> _EXERCISE BRIEF_: Render the rows between the line holding "Trace the outline of every instance of the green" and the line holding "Give the mask of the green velvet ribbon.", inclusive, as a JSON list of strings with one string per line and blank lines left out.

(Items from a dataset)

__________________________________________________

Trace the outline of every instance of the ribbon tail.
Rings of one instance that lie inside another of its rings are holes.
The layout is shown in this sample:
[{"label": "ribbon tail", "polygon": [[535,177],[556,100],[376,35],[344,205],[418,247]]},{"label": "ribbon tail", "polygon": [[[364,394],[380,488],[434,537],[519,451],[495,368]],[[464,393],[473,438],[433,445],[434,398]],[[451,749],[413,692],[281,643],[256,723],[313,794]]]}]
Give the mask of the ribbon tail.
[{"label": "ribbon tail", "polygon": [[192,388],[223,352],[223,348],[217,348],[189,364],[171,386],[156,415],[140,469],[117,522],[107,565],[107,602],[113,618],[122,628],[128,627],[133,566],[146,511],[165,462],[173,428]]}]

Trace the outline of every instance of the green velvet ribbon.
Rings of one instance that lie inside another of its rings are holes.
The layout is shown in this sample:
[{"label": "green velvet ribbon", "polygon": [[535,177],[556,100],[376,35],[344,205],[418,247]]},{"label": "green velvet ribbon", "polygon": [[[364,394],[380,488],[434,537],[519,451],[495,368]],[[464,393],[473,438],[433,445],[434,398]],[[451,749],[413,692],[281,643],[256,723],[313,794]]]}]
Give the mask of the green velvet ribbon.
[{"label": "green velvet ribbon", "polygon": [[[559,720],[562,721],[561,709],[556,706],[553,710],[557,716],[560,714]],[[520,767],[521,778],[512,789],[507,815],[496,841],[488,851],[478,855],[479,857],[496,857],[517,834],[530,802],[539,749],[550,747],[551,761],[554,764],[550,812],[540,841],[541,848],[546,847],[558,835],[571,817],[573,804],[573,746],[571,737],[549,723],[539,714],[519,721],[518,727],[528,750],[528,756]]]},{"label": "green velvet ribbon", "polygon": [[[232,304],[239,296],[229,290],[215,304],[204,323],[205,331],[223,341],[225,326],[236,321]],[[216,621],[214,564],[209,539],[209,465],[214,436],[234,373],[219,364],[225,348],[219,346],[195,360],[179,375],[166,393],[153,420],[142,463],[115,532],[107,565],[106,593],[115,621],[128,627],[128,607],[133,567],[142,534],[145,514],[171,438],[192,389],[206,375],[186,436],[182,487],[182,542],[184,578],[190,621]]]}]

__________________________________________________

> _WORKED ANSWER_:
[
  "Trace the outline of every instance of the green velvet ribbon.",
  "Rings of one instance that lie inside another of its rings are holes.",
  "The layout is shown in this sample:",
  "[{\"label\": \"green velvet ribbon\", \"polygon\": [[535,177],[556,100],[376,35],[344,205],[418,247]]},{\"label\": \"green velvet ribbon\", \"polygon\": [[[364,394],[380,488],[434,537],[519,451],[495,368]],[[464,393],[473,438],[433,445],[434,398]],[[451,749],[413,692],[281,643],[256,723],[313,794]]]}]",
  "Give the mask of the green velvet ribbon."
]